→ GIVEN REQUEST:
Format the data below as a JSON list of strings with one string per line, omitting blank lines. Include only the lines from the one containing "Task: find the boy" to the one containing "Task: find the metal", both included.

====== SUPPLIED RECORDS ======

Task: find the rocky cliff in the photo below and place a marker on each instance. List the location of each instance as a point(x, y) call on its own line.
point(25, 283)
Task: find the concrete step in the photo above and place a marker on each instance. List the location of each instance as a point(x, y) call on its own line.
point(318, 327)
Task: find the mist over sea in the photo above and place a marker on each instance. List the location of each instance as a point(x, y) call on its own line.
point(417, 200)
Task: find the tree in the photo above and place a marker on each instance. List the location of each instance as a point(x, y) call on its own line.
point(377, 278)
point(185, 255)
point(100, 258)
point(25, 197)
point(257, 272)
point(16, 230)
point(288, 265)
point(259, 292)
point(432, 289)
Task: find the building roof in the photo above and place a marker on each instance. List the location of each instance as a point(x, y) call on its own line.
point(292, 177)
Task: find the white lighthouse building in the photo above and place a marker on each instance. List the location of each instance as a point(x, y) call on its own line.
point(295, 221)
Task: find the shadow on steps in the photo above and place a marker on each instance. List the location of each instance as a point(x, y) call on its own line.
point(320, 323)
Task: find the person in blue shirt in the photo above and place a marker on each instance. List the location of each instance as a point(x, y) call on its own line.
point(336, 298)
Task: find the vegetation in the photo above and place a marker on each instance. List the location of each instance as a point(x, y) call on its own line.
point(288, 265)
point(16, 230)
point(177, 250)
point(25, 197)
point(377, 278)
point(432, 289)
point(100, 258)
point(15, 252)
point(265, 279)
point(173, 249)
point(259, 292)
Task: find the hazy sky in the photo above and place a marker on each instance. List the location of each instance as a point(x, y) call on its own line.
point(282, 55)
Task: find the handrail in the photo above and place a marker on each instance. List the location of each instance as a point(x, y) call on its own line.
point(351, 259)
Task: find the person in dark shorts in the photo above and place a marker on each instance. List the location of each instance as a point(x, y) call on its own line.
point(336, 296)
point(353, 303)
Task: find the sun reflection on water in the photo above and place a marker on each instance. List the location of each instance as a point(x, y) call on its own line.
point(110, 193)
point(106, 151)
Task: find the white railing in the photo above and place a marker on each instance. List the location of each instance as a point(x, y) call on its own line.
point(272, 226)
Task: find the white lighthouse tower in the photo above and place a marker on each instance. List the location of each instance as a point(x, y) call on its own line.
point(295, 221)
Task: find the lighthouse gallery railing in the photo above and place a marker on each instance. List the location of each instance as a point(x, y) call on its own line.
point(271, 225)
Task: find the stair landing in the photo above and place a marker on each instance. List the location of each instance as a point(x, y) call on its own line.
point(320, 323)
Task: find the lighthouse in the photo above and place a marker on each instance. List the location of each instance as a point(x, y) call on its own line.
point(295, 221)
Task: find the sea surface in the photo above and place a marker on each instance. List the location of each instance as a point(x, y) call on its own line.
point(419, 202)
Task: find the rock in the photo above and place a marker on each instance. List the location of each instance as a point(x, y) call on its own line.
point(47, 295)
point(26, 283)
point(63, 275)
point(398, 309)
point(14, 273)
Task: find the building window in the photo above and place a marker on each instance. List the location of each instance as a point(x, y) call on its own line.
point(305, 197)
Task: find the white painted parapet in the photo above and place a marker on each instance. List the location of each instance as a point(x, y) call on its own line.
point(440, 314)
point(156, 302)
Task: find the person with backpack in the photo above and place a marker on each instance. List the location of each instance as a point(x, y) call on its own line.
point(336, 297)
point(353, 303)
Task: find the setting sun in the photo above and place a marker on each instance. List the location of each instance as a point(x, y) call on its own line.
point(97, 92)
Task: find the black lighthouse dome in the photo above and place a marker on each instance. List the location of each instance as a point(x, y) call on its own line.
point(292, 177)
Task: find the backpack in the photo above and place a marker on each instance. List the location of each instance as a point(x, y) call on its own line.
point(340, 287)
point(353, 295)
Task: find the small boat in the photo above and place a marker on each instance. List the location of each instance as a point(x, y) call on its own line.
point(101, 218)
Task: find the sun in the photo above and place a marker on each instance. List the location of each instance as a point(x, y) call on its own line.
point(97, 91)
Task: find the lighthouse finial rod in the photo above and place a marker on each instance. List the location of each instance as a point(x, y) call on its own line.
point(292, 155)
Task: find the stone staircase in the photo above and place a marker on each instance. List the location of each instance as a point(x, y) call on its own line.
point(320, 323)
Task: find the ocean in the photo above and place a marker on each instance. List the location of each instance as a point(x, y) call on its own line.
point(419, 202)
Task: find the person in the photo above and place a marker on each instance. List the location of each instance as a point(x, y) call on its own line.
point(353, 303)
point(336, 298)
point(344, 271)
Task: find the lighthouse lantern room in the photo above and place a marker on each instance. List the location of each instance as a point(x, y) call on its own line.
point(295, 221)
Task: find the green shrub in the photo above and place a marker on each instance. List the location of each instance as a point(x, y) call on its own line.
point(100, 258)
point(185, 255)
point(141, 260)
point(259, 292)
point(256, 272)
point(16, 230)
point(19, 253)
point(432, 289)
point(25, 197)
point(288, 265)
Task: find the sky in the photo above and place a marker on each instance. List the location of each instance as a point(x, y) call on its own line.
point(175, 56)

======
====== SUPPLIED RECORDS ======

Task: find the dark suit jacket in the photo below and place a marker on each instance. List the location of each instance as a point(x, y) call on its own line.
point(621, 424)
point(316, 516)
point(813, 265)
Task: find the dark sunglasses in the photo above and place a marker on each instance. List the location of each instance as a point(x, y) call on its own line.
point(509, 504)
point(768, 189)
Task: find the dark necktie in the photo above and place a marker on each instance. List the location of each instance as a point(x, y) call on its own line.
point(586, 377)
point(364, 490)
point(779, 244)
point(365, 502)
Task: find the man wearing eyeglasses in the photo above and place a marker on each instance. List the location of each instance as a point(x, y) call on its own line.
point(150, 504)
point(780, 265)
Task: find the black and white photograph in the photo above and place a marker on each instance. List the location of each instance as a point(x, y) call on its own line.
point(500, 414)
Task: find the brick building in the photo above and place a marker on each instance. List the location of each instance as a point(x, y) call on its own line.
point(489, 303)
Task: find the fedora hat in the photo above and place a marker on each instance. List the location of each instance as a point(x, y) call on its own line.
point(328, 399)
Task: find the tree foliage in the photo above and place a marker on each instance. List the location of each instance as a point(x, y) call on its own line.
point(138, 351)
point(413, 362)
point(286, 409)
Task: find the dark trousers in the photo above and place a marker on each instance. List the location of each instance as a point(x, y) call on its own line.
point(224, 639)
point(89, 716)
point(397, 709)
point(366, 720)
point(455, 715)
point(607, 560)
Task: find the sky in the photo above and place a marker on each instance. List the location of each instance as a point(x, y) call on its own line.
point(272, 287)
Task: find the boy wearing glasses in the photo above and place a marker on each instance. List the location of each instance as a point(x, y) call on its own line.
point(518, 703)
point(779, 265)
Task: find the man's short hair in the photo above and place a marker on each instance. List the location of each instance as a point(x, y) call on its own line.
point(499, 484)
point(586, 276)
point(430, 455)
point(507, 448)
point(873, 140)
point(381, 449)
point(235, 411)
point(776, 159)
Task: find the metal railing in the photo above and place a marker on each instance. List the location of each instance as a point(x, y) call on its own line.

======

→ TASK RESPONSE:
[
  "Task: find the boy wearing glasses in the photo above and place a marker on each instance. List the location of each instance as a point(x, y) call on its own line.",
  "point(518, 703)",
  "point(779, 265)",
  "Task: find the man's short hair in the photo above and place a marker on each instance. List the location of each instance as a point(x, y) call on its own line.",
  "point(499, 484)",
  "point(586, 276)",
  "point(430, 455)",
  "point(507, 448)",
  "point(873, 140)",
  "point(381, 449)",
  "point(235, 411)",
  "point(776, 159)",
  "Task: find the metal railing in the photo above and place a marker on each instance. List the location of each instance as a point(x, y) call on its own line."
]